• [Selected extract]:
Yep, I think it works. With the current website we get:

duckdb -c "from 'https://vincentarelbundock.github.io/Rdatasets/csv/palmerpenguins/penguins.csv' limit 5"
# ┌──────────┬─────────┬───────────┬────────────────┬───────────────┬───────────────────┬─────────────┬─────────┬───────┐
# │ rownames │ species │  island   │ bill_length_mm │ bill_depth_mm │ flipper_length_mm │ body_mass_g │   sex   │ year  │
# │  int64   │ varchar │  varchar  │     double     │    double     │       int64       │    int64    │ varchar │ int64 │
# ├──────────┼─────────┼───────────┼────────────────┼───────────────┼───────────────────┼─────────────┼─────────┼───────┤
# │        1 │ Adelie  │ Torgersen │           39.1 │          18.7 │               181 │        3750 │ male    │  2007 │
# │        2 │ Adelie  │ Torgersen │           39.5 │          17.4 │               186 │        3800 │ female  │  2007 │
# │        3 │ Adelie  │ Torgersen │           40.3 │          18.0 │               195 │        3250 │ female  │  2007 │
# │        4 │ Adelie  │ Torgersen │                │               │                   │             │         │  2007 │
# │        5 │ Adelie  │ Torgersen │           36.7 │          19.3 │               193 │        3450 │ female  │  2007 │
# └──────────┴─────────┴───────────┴────────────────┴───────────────┴───────────────────┴─────────────┴─────────┴───────┘

[Boundary annotation records]
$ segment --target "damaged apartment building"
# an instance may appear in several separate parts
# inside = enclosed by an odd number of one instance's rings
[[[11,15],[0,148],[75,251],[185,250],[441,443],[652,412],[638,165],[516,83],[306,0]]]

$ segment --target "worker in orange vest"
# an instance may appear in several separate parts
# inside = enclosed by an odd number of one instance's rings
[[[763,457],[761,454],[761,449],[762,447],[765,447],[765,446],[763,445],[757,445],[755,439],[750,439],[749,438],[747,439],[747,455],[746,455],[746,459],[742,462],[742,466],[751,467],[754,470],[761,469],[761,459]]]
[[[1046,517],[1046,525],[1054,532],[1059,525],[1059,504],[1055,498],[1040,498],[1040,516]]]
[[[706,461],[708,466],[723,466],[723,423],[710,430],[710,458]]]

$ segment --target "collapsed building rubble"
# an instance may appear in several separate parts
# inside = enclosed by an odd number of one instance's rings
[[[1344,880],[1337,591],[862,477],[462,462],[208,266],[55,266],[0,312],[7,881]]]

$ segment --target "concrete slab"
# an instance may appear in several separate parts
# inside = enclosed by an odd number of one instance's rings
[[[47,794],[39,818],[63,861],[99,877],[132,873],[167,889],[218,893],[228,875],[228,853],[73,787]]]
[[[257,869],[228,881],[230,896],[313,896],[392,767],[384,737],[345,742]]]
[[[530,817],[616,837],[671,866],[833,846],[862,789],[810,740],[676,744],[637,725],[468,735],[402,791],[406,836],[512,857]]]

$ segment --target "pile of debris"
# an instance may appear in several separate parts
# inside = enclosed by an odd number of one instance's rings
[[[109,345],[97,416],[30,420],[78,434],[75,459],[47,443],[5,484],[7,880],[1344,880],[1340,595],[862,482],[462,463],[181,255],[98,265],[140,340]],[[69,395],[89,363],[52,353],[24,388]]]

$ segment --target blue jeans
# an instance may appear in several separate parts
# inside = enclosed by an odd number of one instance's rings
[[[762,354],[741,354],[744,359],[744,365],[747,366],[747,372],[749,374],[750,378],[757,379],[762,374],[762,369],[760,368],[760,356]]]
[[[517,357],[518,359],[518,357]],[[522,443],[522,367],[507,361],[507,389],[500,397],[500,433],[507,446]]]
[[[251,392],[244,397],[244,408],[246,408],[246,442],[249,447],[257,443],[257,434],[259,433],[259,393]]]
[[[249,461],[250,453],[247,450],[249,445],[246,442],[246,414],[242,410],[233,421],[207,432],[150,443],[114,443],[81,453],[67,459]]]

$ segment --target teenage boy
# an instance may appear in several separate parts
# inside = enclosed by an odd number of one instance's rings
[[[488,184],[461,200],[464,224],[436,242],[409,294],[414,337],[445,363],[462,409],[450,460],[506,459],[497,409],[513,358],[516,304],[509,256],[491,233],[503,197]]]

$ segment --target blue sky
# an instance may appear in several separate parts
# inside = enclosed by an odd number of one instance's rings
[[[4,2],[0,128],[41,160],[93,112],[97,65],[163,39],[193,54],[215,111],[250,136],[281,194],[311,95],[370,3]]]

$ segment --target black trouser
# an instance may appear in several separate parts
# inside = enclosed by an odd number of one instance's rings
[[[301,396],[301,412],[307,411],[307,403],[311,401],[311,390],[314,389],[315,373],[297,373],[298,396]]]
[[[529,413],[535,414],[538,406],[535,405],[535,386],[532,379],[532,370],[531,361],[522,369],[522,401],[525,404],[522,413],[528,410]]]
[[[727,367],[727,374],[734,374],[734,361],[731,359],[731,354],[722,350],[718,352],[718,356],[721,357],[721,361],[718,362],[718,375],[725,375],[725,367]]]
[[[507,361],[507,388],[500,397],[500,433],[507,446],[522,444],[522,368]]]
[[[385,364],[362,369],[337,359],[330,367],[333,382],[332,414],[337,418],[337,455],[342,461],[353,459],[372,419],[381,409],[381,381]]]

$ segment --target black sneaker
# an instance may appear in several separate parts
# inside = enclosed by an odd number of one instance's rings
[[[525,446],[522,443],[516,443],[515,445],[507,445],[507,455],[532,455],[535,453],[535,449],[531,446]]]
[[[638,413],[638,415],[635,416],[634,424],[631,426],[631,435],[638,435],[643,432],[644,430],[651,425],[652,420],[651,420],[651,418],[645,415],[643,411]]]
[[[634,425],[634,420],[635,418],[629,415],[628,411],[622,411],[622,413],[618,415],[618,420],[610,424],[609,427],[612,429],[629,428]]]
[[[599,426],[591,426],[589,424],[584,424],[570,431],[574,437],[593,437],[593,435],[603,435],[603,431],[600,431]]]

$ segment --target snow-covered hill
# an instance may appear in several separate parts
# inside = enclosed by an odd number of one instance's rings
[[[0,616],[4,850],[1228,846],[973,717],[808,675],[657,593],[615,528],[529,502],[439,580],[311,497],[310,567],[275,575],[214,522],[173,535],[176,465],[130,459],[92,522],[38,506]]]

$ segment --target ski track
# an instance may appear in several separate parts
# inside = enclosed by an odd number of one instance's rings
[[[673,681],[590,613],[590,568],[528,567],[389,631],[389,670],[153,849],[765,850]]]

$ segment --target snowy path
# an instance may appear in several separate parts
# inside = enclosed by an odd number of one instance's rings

• [Exercise aim]: In the penguins query output above, what body mass does row 2 list?

• [Completed task]: 3800 (body_mass_g)